Your assignment.
From the entries below, reproduce exactly the line containing "Target: fender", the line containing "point: sidewalk |", and every line in between, with nothing added.

Exercise material.
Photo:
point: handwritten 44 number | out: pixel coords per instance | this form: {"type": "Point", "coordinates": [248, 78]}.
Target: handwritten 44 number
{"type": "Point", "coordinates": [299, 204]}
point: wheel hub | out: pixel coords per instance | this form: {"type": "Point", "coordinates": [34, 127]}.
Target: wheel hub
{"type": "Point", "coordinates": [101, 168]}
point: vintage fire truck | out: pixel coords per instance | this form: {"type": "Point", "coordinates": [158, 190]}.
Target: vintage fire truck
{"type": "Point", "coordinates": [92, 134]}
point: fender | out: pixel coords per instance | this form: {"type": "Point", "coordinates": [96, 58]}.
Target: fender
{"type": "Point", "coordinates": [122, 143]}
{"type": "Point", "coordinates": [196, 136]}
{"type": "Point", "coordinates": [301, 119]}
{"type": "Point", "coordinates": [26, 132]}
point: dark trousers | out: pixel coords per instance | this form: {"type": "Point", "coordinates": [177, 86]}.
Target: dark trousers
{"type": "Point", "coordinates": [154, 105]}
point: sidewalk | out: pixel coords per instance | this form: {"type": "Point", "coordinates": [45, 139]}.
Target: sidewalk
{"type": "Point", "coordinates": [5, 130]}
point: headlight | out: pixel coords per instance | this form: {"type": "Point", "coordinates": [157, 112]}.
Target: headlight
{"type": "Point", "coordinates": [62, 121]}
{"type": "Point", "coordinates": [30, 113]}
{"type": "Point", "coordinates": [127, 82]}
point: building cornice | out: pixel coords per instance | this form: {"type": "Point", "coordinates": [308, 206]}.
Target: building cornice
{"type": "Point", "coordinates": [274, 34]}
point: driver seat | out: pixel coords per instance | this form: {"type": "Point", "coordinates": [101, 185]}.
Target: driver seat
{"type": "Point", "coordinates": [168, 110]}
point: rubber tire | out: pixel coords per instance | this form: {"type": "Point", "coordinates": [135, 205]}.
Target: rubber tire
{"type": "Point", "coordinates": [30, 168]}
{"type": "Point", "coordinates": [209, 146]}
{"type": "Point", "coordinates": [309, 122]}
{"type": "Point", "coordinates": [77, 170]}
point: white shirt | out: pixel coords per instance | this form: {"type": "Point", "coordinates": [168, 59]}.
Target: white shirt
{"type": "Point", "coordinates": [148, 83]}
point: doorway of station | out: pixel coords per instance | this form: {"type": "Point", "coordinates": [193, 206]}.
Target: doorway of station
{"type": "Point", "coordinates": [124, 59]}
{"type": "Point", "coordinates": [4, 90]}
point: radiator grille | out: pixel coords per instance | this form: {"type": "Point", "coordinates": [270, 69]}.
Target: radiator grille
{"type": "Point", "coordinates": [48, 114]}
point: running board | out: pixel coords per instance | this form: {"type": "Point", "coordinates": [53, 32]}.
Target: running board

Your solution.
Target: fender
{"type": "Point", "coordinates": [122, 143]}
{"type": "Point", "coordinates": [196, 136]}
{"type": "Point", "coordinates": [301, 119]}
{"type": "Point", "coordinates": [26, 132]}
point: dark trousers | out: pixel coords per instance | this form: {"type": "Point", "coordinates": [177, 86]}.
Target: dark trousers
{"type": "Point", "coordinates": [154, 105]}
point: sidewalk | out: pixel coords per instance | this form: {"type": "Point", "coordinates": [45, 139]}.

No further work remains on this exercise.